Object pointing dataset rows
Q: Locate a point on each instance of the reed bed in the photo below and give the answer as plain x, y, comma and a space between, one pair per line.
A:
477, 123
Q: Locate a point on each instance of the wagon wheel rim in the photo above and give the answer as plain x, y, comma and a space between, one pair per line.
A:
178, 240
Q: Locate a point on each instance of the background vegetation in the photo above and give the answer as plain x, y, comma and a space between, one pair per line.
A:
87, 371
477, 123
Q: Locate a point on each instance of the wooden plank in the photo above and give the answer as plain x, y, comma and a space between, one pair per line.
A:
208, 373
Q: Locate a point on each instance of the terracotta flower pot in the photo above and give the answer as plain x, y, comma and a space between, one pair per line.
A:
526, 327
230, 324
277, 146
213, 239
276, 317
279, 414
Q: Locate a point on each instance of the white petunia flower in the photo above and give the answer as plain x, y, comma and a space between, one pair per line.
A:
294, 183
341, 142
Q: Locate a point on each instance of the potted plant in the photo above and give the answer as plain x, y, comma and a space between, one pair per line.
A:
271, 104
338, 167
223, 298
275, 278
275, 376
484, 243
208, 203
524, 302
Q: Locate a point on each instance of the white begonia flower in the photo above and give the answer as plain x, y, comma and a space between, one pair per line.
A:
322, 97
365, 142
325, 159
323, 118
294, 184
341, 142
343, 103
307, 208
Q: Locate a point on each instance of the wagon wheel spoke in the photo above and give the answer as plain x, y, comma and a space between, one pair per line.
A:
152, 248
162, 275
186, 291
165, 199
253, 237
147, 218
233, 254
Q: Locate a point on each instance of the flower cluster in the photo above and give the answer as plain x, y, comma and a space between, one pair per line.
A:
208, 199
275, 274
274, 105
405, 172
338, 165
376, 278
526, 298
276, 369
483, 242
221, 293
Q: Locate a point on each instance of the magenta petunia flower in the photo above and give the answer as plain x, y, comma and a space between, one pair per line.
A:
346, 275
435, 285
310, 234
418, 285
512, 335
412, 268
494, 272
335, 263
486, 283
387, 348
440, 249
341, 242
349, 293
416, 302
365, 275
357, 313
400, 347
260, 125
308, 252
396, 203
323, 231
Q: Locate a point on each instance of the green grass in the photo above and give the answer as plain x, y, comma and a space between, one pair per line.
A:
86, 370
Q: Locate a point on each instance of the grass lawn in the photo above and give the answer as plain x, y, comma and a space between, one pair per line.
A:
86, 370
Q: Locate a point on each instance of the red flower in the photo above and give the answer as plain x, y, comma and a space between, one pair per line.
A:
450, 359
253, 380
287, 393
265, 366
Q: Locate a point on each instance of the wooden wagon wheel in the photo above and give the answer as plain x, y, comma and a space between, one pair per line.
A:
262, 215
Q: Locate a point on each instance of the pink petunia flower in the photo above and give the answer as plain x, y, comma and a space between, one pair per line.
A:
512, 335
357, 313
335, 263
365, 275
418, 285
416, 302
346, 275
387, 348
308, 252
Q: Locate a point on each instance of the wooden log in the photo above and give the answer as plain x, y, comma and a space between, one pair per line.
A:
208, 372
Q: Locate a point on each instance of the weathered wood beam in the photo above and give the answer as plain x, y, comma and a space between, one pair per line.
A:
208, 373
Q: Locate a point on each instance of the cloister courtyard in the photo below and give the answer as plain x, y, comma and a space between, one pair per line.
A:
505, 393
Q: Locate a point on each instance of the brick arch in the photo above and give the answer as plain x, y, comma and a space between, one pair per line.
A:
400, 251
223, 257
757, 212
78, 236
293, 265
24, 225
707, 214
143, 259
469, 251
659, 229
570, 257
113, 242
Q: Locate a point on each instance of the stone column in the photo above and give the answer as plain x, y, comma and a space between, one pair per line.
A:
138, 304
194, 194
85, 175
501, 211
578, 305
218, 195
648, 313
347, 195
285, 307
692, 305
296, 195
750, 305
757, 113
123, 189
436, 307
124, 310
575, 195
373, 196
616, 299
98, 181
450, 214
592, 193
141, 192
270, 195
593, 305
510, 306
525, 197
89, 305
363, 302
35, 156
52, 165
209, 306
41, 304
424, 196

-- BRIEF --
From the records above, extract every entry verbatim.

-- FULL OUTPUT --
Q: Locate a point on each instance of the reed bed in the photo below and give the answer as plain x, y, comma and a space between, one pair per line.
A:
477, 123
Q: Locate a point on each instance of the wagon wheel rim in the photo above and give the answer as plain x, y, comma and a space between, one pair per line.
A:
178, 240
Q: Locate a point on each instance of the background vegetation in the photo above and give the answer as plain x, y, comma and a space between, one pair per line.
A:
87, 371
477, 123
Q: Locate a point on each instance of the wooden plank in the photo above and give the answer as plain x, y, comma and a space between, one pair per line.
A:
208, 373
Q: Locate a point on each instance of the terracotta flower pot in the photo above and give the answer as plain x, y, comma and a space between, one pair per line.
A:
526, 327
230, 324
277, 146
213, 239
276, 317
279, 414
Q: Locate a point on each instance of the white petunia flower in the photo above and give the answer as plain x, y, comma and a space between, one pair per line.
A:
294, 183
341, 142
Q: Locate a point on each instance of the potted plant in the photo above and give the answer as plain x, y, comma and a space between, one pair per line.
A:
271, 104
338, 167
223, 298
275, 278
275, 376
484, 243
208, 203
524, 302
Q: Locate a point on each instance of the white begonia flower in the photo above and give the answer as plain x, y, comma and a space between, one pair per line.
A:
322, 97
365, 142
325, 159
323, 118
294, 184
341, 142
343, 103
307, 208
Q: Locate a point on each instance of the wagon wheel spoke in the photo above and give the answer as plain x, y, comma and a space between, one pair per line.
A:
152, 248
162, 275
186, 291
165, 199
253, 237
147, 218
233, 254
Q: Locate a point on each instance of the flower cluster in the photo above and give the answer as plain x, y, comma and a space between, one pair per line.
A:
208, 199
275, 274
274, 105
405, 172
338, 165
376, 278
526, 298
276, 369
483, 242
221, 293
Q: Locate a point on each instance of the magenta petunia flower in the photo above and give the answer as plain x, y, comma and a space between, one pair per line.
A:
346, 275
435, 285
310, 234
418, 285
512, 335
412, 268
494, 272
335, 263
486, 283
387, 348
440, 249
341, 242
349, 293
416, 302
365, 275
357, 313
400, 347
260, 125
308, 252
396, 203
323, 231
Q: Locate a point on each instance of the green grass in the photo above and give the answer as plain x, y, comma and a space between, one pair per line.
A:
86, 370
Q: Locate a point on each instance of the grass lawn in the photo above and give the answer as plain x, y, comma and a space between, one pair per line.
A:
86, 370
Q: Locate a point on each instance of the red flower in the photo above and give the answer as plain x, y, comma and a space between, one pair per line.
A:
450, 359
253, 380
287, 393
265, 366
Q: Locate a point on each instance of the wooden wagon wheel in the photo above and give the answer as plain x, y, comma and a space between, one pair per line.
A:
262, 215
Q: Locate a point on each instance of the pink petunia flower in the photo above and give the answer as plain x, y, comma and a space between, one pair per line.
A:
512, 335
357, 313
335, 263
365, 275
418, 285
416, 302
346, 275
387, 348
308, 252
Q: Locate a point on each instance of the wooden log in the photo above and give the answer as plain x, y, comma and a space between, one pair per line.
A:
208, 372
Q: Locate a point on each instance of the weathered wood beam in the photo above and give the answer as plain x, y, comma and a space between, one pair per line.
A:
208, 373
Q: Locate a point on each instance of the cloister courtyard in the photo below and give the answer as plain x, y, comma and a space between, one pair per line.
A:
505, 393
Q: Locate a point on each instance of the brick arch in the photo above and give the answer as plain x, y, comma and a space between, one pair per line.
A:
400, 251
223, 257
757, 212
78, 236
293, 265
24, 225
707, 214
143, 259
469, 251
659, 229
570, 257
113, 242
Q: Locate a point on each instance of the stone column in the photo above and give the answer as plain x, y, comma and a space between, one pair per line.
A:
138, 304
194, 194
85, 175
501, 211
578, 305
218, 195
648, 313
347, 195
285, 307
692, 305
296, 195
750, 305
757, 113
123, 189
436, 307
124, 310
575, 195
373, 196
616, 299
98, 181
450, 214
592, 193
141, 192
270, 195
593, 305
510, 306
525, 197
89, 305
363, 302
35, 156
52, 165
209, 306
41, 304
424, 196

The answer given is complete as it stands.